# [Given task 1]
How would you put this sentence from the article on the drug-sniffing dog case into Spanish: "The warrants were signed by state District Judge Ted Poe."

── Text section

Drug-Sniffing Dog Used Outside Home Without A Warrant

A court case involving a drug raid at the Houston home of a Bandidos
motorcycle gang member may help draw new legal boundaries for privacy
rights and police search-and-seizure powers.

State District Judge Joan Huffman is expected to rule this week on a key
issue raised by defense attorneys for two people arrested in the Oct. 4,
2000, raid. The attorneys want to suppress evidence seized at the home
because no search warrant was obtained before a police dog sniffed for drug
odors at the garage door.

Authorities cited the dog's positive reaction in getting permission from a
judge to search the home for drugs, apparently a common law- enforcement
tactic in Harris County. The challenge is part of a growing trend
nationally to question police search powers, legal experts said last week.

A Houston federal judge in January, for instance, threw out evidence
against another Bandidos member that was obtained after a police dog
sniffed at the house without a warrant. The U.S. Supreme Court struck down
a similar search last June.

Many legal scholars say the high court's case, Kyllo v. United States,
suggests that using a dog to sniff for drugs from outside a house is
considered a search. Prosecutors, however, said the Kyllo case, which deals
with a thermal-imaging device used to inspect a home for marijuana
cultivation, has no bearing on police dog use.

In the case before Huffman, David Gregory Smith, 39, of the 500 block of
Shawnee, and Kristian Stauffer, 29, of the 3300 block of Ashton Park, are
charged with aggravated possession of methamphetamines. Stauffer also was
charged with delivery of methamphetamines.

Fellow prosecutor Sally Ring said using drug-sniffing dogs without search
warrants is common for law enforcement. (A dog handler for the Harris
County Sheriff's Department testified that he does this frequently; a
spokesman for the Houston Police Department said HPD officers always have a
warrant beforehand.)

Ring said no search warrant is necessary when using police dogs on private
property that is not fenced or posted with "Keep Out" signs.

Smith's defense attorney, Phil Hilder, disagreed.

"She's absolutely wrong," Hilder said, citing an appellate decision in a
different federal circuit. "It's a warrantless search."

People have the right to "expected privacy" at their homes, and search
warrants are needed if a dog is brought onto private property to search,
said Edward Mallett, Stauffer's attorney.

"The state's running upstream," Mallett said.

The search at Smith's home was one of six authorized at least in part
because of the work of police dogs as part of an 11-month undercover
investigation into the Bandidos motorcycle club. The searches were
conducted by the Harris County Organized Crime and Narcotics Task Force,
which is made up of local and federal law-enforcement officers.

The dogs "alerted" when officers allowed them to sniff garage doors and
house doors, according to court records. The officers used that
information, along with an informant's tips, to obtain search warrants.

The warrants were signed by state District Judge Ted Poe.

Methamphetamines and marijuana, clothing connected to the Bandidos, and
pistols and knives were confiscated at Smith's house.

A search at the home of Carlton Neal Bare netted marijuana and a personal
computer that allegedly contained child pornography. Bare pleaded guilty to
possession of marijuana in state court, but federal prosecutors charged him
with possessing child pornography.

────

# [Given task 2]
Can you transcribe the rows word for word, from their first line through the line containing "(949, 725), (1038, 764)", with both of those lines included?

── Records shown

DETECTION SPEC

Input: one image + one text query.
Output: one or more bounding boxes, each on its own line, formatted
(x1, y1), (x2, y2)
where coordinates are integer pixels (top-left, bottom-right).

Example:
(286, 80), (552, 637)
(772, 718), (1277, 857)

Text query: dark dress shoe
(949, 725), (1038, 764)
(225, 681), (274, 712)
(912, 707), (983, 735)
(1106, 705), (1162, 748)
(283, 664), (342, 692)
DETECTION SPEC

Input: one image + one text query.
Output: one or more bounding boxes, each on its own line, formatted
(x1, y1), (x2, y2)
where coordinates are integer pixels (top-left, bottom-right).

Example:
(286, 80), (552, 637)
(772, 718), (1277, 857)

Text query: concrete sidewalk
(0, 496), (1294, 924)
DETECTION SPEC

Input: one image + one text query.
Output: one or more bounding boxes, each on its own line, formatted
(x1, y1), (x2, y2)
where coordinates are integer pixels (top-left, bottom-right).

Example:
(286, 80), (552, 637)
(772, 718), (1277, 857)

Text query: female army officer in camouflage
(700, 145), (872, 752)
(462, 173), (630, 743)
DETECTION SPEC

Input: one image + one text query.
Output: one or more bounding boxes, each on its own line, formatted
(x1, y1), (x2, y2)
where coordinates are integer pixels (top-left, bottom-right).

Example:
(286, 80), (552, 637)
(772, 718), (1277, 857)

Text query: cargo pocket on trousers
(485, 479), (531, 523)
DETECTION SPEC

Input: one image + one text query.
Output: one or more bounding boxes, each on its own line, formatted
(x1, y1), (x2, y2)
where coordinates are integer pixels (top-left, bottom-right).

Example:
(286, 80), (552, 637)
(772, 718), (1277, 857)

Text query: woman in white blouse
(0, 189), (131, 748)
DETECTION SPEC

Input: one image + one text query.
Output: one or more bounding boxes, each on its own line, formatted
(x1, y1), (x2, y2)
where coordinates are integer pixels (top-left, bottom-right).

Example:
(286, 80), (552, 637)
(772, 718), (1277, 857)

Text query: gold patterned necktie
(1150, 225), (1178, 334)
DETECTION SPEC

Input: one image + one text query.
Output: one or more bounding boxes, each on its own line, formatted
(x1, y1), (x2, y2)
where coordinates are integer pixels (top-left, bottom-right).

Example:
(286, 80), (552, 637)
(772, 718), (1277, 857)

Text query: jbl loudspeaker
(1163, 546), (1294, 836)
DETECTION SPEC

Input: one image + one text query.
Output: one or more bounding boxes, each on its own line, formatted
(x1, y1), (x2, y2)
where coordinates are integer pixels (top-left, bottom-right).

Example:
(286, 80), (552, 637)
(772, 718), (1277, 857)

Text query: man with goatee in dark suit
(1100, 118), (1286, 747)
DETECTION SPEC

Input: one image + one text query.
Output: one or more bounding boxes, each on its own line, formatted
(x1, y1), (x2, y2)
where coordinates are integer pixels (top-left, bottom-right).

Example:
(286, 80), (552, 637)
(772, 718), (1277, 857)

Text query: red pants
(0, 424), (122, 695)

────

# [Task solution 1]
Las órdenes de registro fueron firmadas por el juez de distrito estatal Ted Poe.

# [Task solution 2]
DETECTION SPEC

Input: one image + one text query.
Output: one or more bounding boxes, each on its own line, formatted
(x1, y1), (x2, y2)
where coordinates are integer pixels (top-left, bottom-right).

Example:
(286, 80), (552, 637)
(772, 718), (1277, 857)

Text query: dark dress shoe
(949, 725), (1038, 764)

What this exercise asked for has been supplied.